Activity:
Take the line with "the person in" and every line after it in the data. Transcribe them exactly, through the last.

Dataset content:
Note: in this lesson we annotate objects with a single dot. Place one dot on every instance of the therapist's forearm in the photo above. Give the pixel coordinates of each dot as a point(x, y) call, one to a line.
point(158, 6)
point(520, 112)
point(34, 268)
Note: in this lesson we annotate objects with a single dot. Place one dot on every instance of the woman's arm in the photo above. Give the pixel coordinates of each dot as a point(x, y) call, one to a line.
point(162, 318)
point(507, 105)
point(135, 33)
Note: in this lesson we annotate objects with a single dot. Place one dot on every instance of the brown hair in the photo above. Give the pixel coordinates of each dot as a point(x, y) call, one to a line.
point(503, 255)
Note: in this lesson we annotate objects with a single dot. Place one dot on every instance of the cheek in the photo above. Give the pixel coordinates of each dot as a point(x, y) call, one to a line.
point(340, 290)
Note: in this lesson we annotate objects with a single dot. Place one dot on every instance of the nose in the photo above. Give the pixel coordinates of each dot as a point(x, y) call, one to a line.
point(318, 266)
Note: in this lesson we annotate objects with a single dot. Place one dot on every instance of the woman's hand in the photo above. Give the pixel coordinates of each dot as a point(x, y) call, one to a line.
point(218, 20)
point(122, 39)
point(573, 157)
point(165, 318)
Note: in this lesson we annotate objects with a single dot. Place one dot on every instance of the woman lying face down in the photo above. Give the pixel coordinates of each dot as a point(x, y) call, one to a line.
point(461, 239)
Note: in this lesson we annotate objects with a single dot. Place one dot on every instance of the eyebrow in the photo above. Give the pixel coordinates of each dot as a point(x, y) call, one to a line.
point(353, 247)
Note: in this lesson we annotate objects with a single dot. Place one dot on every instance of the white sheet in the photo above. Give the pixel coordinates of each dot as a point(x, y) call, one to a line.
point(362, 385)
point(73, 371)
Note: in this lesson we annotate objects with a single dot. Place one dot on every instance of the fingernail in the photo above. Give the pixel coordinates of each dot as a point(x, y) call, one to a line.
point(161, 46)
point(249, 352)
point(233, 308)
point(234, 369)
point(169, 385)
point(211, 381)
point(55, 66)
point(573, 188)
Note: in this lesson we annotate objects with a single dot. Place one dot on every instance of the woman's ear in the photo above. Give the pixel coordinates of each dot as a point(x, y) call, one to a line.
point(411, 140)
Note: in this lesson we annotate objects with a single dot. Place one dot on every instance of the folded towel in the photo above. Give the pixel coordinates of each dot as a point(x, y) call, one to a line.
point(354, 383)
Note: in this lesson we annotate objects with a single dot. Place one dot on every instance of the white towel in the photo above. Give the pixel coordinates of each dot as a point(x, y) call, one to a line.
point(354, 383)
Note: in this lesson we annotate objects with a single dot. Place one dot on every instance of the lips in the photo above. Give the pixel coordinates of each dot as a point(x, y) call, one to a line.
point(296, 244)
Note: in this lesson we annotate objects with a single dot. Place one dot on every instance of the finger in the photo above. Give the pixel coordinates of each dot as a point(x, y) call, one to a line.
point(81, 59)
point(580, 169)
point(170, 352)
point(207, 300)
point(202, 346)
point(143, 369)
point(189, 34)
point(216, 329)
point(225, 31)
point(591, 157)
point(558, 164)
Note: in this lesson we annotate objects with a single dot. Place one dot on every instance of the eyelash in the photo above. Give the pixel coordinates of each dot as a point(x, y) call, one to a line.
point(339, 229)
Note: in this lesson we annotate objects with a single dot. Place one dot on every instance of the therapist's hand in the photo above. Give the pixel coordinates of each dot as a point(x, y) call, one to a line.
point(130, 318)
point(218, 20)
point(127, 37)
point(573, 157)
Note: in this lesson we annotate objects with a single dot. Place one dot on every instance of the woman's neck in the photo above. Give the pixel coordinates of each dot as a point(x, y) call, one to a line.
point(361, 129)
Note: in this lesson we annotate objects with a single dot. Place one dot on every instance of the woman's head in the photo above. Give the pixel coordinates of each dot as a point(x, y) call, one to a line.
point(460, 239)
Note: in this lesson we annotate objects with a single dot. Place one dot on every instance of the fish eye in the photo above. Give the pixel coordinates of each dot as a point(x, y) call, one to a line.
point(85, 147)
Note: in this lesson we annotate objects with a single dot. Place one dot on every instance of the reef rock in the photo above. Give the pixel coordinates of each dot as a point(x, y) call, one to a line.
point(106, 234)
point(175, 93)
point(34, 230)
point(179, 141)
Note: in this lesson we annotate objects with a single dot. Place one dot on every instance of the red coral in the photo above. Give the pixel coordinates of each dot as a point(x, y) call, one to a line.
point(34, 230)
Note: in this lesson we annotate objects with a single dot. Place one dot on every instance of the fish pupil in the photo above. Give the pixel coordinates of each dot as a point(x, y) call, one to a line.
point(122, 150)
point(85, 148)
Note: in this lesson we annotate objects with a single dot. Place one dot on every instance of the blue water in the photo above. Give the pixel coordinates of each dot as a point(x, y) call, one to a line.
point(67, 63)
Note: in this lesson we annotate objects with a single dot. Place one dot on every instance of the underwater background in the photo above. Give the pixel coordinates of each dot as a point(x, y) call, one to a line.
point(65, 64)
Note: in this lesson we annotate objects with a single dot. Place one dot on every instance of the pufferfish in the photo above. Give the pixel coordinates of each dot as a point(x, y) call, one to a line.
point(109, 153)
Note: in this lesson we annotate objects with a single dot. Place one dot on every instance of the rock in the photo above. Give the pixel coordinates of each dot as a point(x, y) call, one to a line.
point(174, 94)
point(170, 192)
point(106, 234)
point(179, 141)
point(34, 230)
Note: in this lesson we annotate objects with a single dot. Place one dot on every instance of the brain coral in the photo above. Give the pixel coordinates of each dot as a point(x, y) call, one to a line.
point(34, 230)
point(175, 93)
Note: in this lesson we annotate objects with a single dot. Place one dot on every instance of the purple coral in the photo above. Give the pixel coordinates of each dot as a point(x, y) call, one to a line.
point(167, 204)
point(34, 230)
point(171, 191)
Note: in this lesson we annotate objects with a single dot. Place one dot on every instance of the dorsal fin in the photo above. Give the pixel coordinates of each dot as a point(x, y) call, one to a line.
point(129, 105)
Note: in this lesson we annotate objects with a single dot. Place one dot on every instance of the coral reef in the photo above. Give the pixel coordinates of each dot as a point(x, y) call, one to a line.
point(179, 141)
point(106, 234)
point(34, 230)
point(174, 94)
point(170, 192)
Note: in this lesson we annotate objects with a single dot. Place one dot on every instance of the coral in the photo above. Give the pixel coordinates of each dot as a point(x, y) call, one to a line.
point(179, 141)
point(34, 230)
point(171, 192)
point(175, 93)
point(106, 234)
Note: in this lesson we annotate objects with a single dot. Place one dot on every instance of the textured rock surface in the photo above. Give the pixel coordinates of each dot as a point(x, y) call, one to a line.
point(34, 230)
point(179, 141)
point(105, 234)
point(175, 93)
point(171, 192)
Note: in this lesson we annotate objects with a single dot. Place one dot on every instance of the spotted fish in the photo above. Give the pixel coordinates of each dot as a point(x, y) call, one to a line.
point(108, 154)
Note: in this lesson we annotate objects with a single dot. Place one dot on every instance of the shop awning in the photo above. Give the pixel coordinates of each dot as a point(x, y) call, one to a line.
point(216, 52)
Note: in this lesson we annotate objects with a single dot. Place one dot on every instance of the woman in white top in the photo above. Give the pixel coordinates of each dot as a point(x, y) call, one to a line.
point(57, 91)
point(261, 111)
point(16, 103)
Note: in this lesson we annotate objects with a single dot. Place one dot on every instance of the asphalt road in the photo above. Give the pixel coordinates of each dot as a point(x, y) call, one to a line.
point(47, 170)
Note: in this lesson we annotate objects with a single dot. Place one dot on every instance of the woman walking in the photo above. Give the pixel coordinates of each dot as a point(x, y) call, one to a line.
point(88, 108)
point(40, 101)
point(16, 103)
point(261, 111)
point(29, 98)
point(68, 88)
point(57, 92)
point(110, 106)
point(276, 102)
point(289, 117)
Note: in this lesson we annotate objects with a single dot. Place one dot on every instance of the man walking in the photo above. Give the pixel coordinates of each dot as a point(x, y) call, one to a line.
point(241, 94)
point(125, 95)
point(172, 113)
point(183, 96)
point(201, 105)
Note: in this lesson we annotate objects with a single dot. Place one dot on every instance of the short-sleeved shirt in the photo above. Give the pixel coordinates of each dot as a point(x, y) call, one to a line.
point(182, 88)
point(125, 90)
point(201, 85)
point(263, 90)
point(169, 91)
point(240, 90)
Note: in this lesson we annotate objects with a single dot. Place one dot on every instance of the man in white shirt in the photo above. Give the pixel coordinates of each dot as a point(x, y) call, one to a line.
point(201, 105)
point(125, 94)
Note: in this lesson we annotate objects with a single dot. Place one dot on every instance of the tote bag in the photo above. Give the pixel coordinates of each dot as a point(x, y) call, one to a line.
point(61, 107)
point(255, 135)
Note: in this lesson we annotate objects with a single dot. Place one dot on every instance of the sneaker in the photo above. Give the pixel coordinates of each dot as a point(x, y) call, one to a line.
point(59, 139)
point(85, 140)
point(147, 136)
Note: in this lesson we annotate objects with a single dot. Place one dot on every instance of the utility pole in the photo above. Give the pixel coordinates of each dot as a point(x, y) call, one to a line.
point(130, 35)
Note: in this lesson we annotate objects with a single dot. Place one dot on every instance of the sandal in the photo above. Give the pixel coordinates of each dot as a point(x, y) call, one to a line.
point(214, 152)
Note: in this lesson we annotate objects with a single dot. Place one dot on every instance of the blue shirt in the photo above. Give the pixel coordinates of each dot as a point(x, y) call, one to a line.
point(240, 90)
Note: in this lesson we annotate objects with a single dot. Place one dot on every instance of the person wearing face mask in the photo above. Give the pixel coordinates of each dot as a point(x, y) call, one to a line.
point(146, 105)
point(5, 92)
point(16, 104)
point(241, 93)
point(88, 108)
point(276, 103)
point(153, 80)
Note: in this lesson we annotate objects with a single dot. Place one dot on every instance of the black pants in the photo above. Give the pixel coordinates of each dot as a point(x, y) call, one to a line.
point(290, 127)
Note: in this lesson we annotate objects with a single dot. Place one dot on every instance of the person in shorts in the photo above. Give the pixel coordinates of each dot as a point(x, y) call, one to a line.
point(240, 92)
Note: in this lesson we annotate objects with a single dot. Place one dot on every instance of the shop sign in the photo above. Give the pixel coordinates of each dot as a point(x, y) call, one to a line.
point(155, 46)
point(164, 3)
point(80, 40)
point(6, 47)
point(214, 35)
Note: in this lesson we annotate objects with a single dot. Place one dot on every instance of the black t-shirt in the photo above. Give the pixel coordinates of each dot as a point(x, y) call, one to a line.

Output of the task:
Note: in this lesson we annotate objects with a single dot. Place one dot on every instance of the person in shorts in the photo above. Give the pixel coordinates of each dot as a point(x, y) call, one to a line.
point(240, 92)
Note: in this lesson we annotate objects with a single dot. Place one dot on every instance of the shop sign in the photo above. Give the pixel coordinates of each dot as a point(x, y) call, one to a line.
point(155, 46)
point(164, 3)
point(80, 40)
point(6, 47)
point(214, 35)
Note: in this lesson we annotate objects with a single dot. Place one dot on every instance of the black t-shirt in the photo above. Give the pixel coordinates of each dot as a point(x, y) call, one to a line.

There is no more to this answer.